SOURCE PASSAGE -
====

To put it in every day terms, if you follow this theory and you find out something horrible, like a friend’s husband is cheating on her, you would tell her, hands down, regardless of perhaps the devastating consequences that might erupt because you are doing what is considered the morally right thing”

Utilitarian ethics:

“In summation, this theory’s primary aim centers around the idea what is in the best interest, the ‘greater good’ for everyone. One can think about the movie Hot Fuzz if you like your pop-culture movie reference and imagine Sgt. Nicholas Angel as Capt. America and the Town Council as Iron Man and everyone else.

Or, to put it in everyday terms take the previous scenario of you finding out that your friend’s husband is cheating on her. Instead of coming right out and telling her you would stop, take into account perhaps the best situation to approach this. How can you let her know in a way that does not blow things up? Perhaps, for the sake of better ‘consequences’ you might not even tell her. Instead you might confront her husband, get him to tell her or knock it off. Ultimately, the aim is do what is best for everyone, the ‘greater good.’”

====

Records for position identification
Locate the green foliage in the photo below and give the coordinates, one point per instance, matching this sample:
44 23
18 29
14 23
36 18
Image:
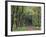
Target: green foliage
22 16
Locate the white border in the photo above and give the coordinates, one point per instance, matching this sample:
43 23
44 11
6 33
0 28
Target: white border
24 32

====

WHAT IS EXPECTED - Quote the stretch of the ethics passage from "To put it in every day" through "and everyone else." word for word. Work from the ethics passage alone.

FULL ANSWER -
To put it in every day terms, if you follow this theory and you find out something horrible, like a friend’s husband is cheating on her, you would tell her, hands down, regardless of perhaps the devastating consequences that might erupt because you are doing what is considered the morally right thing”

Utilitarian ethics:

“In summation, this theory’s primary aim centers around the idea what is in the best interest, the ‘greater good’ for everyone. One can think about the movie Hot Fuzz if you like your pop-culture movie reference and imagine Sgt. Nicholas Angel as Capt. America and the Town Council as Iron Man and everyone else.